Your instructions. Please print the listing below line for line, without any changes and without the pictures.

Extracted information.
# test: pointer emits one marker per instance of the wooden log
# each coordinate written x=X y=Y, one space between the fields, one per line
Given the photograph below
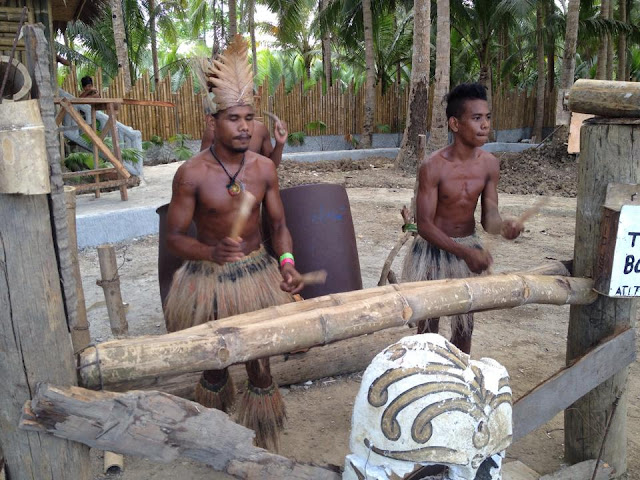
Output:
x=110 y=284
x=80 y=336
x=610 y=153
x=555 y=394
x=216 y=345
x=159 y=427
x=95 y=138
x=338 y=358
x=605 y=98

The solution.
# test: pointer emits one marker per instance of the wooden log
# each coordinate written x=X y=Y, one space between the fields, one per line
Given the photograph below
Output:
x=110 y=284
x=80 y=336
x=610 y=153
x=555 y=394
x=216 y=345
x=159 y=427
x=95 y=138
x=338 y=358
x=605 y=98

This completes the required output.